0

I have a database table that acts as a task queue. Inserts into this table happen in other places (e.g. Table Triggers, etc.).

I have a multi-threaded Windows Service that does the following:

  1. Using a Stored Procedure, reads the queue table for rows marked as 'todo', and marks the rows it read as 'doing'.
  2. Processes those rows.
  3. Marks the rows as 'done'.

Ideal Situation: When the service is running, multiple processors/threads will process a unique batch of myqueue rows.

Actual: There are times when multiple processors/threads retrieve the same myqueue rows. This means a myqueue row can be processed multiple times.

Question: Is there a concurrency problem I'm missing here?

T-SQL Code:

CREATE TABLE myqueue (
    id varchar(20) NOT NULL,
    task_data varchar(255) NULL,
    status varchar(10) NULL,
PRIMARY KEY CLUSTERED ( id ASC )

CREATE PROCEDURE dbo.getNextInQueue @itemsToGet INT = 1000
AS
BEGIN
    IF OBJECT_ID('tempdb..#tmpnext') IS NULL
    BEGIN
        CREATE TABLE #tmpnext (
            id VARCHAR(20)
            ,PRIMARY KEY CLUSTERED (id)
            )
    END

    INSERT INTO #tmpnext (id)
    SELECT TOP (@itemsToGet) id
    FROM myqueue WITH (
            UPDLOCK
            ,READPAST
            )
    WHERE status = 'todo'

    UPDATE m
    SET m.status = 'doing'
    FROM (
        SELECT id
        FROM #tmpnext
        ) AS tmp
    INNER JOIN myqueue m ON m.id = tmp.id

    SELECT m.*
    FROM myqueue m WITH (NOLOCK)
    JOIN #tmpnext t ON t.id = m.id
END

C# Code:

public class QueueProcessorService : System.ServiceProcess.ServiceBase
{
    private System.Threading.Timer IntervalTimer;
    private ServiceParams serviceParams; // A POCO that reads arguments, returns defaults if not provided.
    private bool isStopped = false;
    
    private readonly object _mutex = new object();
    private int concurrentRunningProcessors = 0;
    
    private string ConnectionString => ConfigurationManager.AppSettings["ConnectionString"];
    
    protected override void OnStart(string[] args)
    {
        serviceParams = new ServiceParams(args); 
        
        IntervalTimer = new System.Threading.Timer(
                    callback: new System.Threading.TimerCallback(IntervalTimer_ElapsedAsync),
                    state: null,
                    dueTime: serviceParams.PeriodInMillisec,
                    period: serviceParams.PeriodInMillisec);
    }
    
    protected override void OnStop()

Goal = Name each table hint used in the T-SQL code of the task-queue question. The listing that comes next is from a separate source.

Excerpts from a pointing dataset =
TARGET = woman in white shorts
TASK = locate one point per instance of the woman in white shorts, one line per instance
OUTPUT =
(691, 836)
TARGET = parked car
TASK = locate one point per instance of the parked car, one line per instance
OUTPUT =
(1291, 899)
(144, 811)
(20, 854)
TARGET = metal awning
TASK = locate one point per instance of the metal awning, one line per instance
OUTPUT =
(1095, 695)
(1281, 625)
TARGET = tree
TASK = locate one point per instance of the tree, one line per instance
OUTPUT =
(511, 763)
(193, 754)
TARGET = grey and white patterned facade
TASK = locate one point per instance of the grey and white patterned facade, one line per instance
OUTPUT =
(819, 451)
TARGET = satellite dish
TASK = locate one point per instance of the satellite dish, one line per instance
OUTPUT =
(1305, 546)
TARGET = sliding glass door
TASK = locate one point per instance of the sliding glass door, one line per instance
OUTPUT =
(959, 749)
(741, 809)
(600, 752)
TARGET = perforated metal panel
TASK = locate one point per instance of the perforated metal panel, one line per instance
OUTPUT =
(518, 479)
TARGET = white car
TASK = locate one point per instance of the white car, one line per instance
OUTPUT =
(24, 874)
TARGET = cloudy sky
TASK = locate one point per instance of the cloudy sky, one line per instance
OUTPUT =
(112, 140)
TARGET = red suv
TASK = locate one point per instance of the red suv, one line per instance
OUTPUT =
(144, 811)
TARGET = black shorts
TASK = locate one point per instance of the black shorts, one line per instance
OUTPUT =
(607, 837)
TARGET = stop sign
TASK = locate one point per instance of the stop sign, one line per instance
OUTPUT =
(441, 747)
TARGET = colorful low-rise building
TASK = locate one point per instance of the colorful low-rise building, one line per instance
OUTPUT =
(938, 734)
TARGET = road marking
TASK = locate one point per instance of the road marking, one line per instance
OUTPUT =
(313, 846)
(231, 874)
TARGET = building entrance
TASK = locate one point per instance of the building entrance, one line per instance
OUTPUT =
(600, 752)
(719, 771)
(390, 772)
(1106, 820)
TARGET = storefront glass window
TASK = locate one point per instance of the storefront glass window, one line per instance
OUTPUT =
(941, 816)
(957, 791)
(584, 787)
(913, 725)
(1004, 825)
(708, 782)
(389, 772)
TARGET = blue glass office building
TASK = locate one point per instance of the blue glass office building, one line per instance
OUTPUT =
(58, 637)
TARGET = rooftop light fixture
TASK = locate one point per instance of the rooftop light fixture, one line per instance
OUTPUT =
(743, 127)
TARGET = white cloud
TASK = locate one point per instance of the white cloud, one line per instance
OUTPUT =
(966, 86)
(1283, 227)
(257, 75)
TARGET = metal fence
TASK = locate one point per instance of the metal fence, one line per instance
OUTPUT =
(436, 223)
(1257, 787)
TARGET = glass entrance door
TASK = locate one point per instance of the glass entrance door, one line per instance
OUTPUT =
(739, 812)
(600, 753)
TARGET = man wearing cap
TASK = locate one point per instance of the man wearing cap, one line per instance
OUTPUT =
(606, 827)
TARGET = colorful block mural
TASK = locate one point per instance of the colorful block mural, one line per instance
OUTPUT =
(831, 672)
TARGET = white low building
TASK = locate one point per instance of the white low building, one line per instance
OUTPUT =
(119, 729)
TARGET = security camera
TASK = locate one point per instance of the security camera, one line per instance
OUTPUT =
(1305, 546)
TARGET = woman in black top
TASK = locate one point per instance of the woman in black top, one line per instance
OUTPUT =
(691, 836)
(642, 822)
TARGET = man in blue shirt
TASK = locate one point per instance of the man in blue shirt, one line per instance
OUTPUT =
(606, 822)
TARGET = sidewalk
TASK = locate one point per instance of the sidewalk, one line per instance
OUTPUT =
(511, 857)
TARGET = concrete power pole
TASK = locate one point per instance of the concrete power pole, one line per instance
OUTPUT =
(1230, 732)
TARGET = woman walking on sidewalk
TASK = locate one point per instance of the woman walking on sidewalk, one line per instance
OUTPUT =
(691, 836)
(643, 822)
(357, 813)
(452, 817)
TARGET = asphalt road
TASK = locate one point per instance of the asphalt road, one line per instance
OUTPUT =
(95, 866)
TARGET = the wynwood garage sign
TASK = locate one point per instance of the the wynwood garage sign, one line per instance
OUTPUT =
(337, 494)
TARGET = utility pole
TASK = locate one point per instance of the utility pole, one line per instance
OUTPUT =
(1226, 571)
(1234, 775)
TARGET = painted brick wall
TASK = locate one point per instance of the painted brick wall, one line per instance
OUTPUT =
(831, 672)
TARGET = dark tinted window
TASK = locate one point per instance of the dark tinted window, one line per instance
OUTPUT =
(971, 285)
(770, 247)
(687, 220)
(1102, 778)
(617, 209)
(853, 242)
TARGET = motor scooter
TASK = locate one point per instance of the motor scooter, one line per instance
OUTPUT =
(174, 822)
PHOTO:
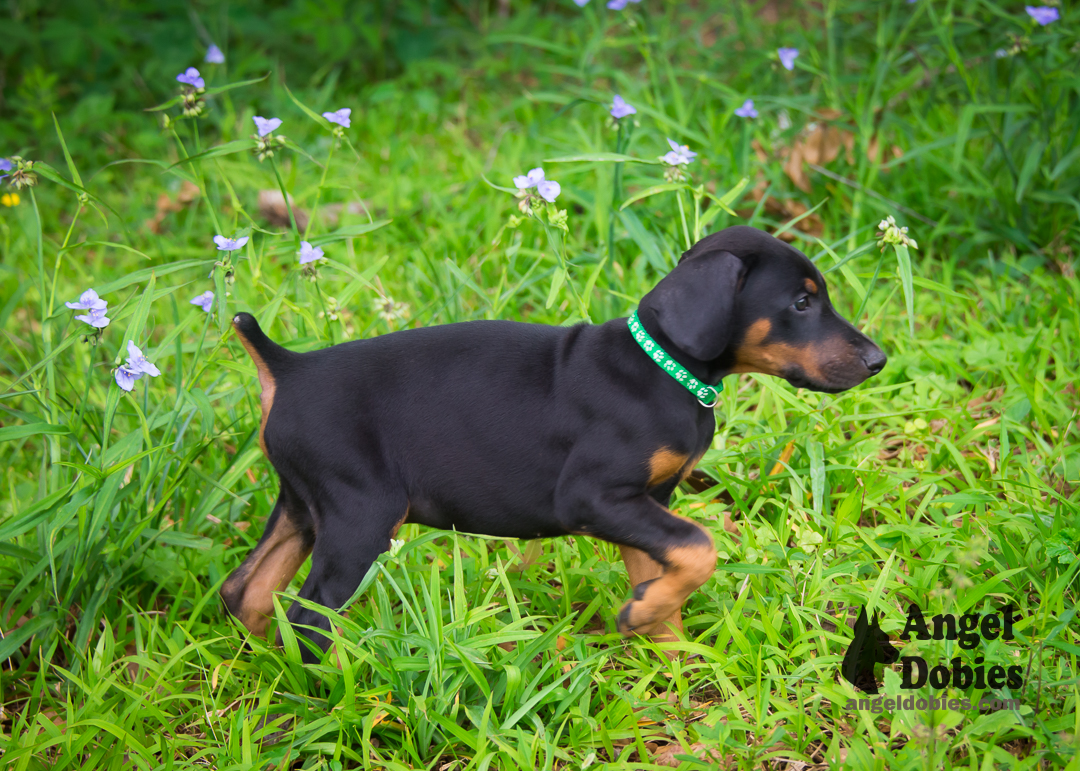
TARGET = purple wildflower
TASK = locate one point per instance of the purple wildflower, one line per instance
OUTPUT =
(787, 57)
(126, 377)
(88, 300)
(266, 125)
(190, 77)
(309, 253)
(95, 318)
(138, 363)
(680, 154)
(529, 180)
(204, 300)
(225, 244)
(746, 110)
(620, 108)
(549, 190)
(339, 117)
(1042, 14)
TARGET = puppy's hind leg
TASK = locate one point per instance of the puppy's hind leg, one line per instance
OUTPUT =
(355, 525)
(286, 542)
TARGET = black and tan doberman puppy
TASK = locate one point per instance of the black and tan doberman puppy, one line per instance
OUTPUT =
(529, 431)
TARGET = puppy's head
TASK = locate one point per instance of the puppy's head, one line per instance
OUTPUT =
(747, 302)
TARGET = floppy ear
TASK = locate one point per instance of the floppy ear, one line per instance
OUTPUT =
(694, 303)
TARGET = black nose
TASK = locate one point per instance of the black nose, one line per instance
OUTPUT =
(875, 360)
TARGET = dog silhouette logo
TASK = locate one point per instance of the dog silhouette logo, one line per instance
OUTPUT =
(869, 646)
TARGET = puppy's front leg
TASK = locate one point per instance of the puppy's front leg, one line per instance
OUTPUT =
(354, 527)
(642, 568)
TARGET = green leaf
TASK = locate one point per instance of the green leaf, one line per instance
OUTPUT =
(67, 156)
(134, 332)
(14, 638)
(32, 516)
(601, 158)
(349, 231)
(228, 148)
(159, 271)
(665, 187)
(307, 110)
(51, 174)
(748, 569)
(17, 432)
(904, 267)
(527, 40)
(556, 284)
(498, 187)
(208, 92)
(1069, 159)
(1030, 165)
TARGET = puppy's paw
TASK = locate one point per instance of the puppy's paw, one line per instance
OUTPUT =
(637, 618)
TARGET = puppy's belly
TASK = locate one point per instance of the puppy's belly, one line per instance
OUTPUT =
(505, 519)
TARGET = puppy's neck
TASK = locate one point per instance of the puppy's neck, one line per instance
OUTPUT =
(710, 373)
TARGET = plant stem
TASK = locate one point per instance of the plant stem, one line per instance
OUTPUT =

==

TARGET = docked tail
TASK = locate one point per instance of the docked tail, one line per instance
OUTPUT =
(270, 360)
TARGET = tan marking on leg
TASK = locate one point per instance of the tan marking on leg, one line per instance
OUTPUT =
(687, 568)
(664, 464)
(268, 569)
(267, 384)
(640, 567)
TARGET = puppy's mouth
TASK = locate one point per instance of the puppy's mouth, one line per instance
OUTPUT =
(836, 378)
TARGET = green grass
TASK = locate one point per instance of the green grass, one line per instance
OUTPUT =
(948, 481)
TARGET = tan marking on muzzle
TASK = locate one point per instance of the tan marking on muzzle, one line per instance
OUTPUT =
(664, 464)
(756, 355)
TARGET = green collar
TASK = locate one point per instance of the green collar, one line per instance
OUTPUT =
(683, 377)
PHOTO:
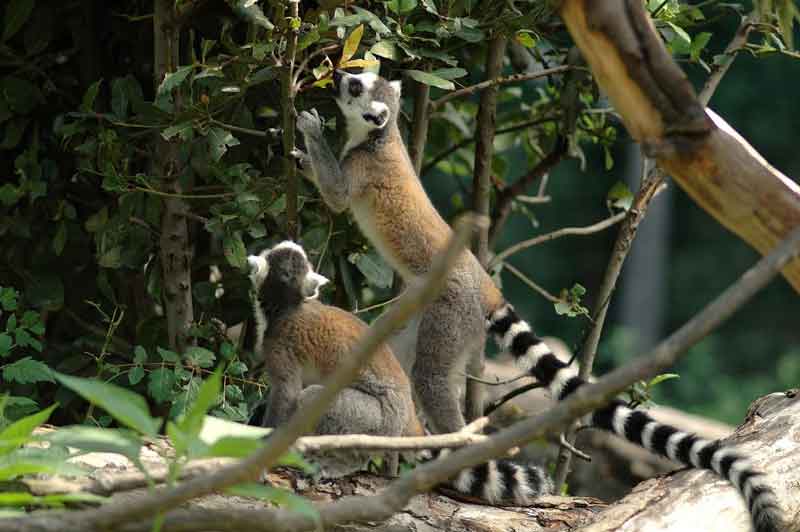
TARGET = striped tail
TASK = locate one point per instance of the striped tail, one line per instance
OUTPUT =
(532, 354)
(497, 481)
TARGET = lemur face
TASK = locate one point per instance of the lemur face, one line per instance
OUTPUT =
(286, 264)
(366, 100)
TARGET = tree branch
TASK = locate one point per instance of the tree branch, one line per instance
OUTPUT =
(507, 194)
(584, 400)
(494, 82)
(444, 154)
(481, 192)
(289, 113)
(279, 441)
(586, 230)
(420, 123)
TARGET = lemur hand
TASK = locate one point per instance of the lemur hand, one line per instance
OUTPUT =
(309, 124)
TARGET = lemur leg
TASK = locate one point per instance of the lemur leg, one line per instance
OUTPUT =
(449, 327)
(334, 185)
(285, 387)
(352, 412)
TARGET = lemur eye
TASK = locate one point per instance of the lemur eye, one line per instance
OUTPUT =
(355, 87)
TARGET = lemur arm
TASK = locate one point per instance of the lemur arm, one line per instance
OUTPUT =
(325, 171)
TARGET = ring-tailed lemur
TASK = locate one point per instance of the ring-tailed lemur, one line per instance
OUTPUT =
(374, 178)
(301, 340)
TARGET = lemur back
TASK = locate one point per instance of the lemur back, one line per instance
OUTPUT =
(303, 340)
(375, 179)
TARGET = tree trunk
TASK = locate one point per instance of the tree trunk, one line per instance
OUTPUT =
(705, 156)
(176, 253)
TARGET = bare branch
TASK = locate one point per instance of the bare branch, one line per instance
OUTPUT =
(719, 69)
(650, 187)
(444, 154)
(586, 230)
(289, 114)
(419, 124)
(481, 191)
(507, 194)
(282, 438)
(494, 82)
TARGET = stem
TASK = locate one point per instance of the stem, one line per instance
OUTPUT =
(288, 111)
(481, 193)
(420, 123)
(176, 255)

Worked answer = UPDLOCK, READPAST, NOLOCK